WORK REQUEST - An exact transcript of the records is what this task asks for.

DATA FOR THIS TASK -
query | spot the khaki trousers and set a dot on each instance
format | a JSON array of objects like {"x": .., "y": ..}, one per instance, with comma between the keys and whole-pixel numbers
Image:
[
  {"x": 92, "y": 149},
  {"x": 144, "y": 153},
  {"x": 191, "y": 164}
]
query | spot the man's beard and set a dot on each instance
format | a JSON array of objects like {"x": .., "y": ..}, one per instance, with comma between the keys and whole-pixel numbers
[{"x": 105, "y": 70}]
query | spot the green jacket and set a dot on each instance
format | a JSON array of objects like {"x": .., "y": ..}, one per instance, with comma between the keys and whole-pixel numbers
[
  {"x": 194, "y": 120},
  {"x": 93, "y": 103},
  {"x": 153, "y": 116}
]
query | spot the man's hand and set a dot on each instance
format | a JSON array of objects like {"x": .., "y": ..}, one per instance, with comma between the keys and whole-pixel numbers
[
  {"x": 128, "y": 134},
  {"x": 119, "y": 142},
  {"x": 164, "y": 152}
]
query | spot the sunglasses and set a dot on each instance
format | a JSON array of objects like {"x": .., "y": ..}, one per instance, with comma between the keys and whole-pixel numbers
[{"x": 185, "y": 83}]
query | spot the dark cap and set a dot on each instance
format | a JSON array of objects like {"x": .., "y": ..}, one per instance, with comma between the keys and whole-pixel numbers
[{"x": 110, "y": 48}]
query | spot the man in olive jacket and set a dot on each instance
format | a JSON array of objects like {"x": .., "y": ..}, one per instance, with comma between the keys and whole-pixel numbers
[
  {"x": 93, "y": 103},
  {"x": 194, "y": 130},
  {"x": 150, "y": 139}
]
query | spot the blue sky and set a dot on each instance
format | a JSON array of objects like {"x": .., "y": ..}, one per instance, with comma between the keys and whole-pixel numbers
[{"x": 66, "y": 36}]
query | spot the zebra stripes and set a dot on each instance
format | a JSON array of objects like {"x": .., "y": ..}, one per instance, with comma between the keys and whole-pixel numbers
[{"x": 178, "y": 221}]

ANSWER TO THE PROBLEM -
query | spot the khaki trousers and set a dot on each instance
format | a JSON array of objects like {"x": .., "y": ..}, one per instance, with comma between the keys and whole-pixel numbers
Image:
[
  {"x": 92, "y": 149},
  {"x": 144, "y": 153},
  {"x": 191, "y": 164}
]
query | spot the man's beard and set a dot on each instance
format | a JSON array of objects like {"x": .., "y": ..}, one per instance, with comma between the keys and whole-pixel numbers
[{"x": 105, "y": 70}]
query | spot the green jacket and set a dot on each instance
format | a JSON array of objects like {"x": .., "y": ..}, one per instance, with comma between the keys and whole-pixel numbers
[
  {"x": 194, "y": 120},
  {"x": 93, "y": 103},
  {"x": 153, "y": 116}
]
query | spot the man's hand and set a dot on each instance
format | a JSON array of objects like {"x": .., "y": ..}, one per instance, with comma between the keys and whole-pixel numbers
[
  {"x": 128, "y": 134},
  {"x": 119, "y": 142},
  {"x": 164, "y": 152}
]
query | spot the sunglasses and set a dot on each instance
format | a JSON array of objects like {"x": .., "y": ..}, one per instance, with comma between the keys and whole-pixel numbers
[{"x": 185, "y": 83}]
query | spot the dark cap and set a dot on each instance
format | a JSON array of objects like {"x": .., "y": ..}, one per instance, with comma between the keys and whole-pixel numbers
[{"x": 110, "y": 48}]
query | spot the man in olive jacket and set a dot on each instance
format | a JSON array of objects like {"x": .., "y": ..}, one per instance, with comma between the keys and whole-pixel numbers
[
  {"x": 93, "y": 103},
  {"x": 194, "y": 130},
  {"x": 150, "y": 139}
]
query | spot the blue sky and set a dot on each instance
format | a JSON array of objects like {"x": .., "y": ..}, one per instance, with comma between the keys and whole-pixel numbers
[{"x": 66, "y": 36}]
query | spot the zebra stripes and set a dot on each instance
format | a JSON array of objects like {"x": .., "y": ..}, one per instance, with comma between the keys and whole-pixel numbers
[{"x": 178, "y": 221}]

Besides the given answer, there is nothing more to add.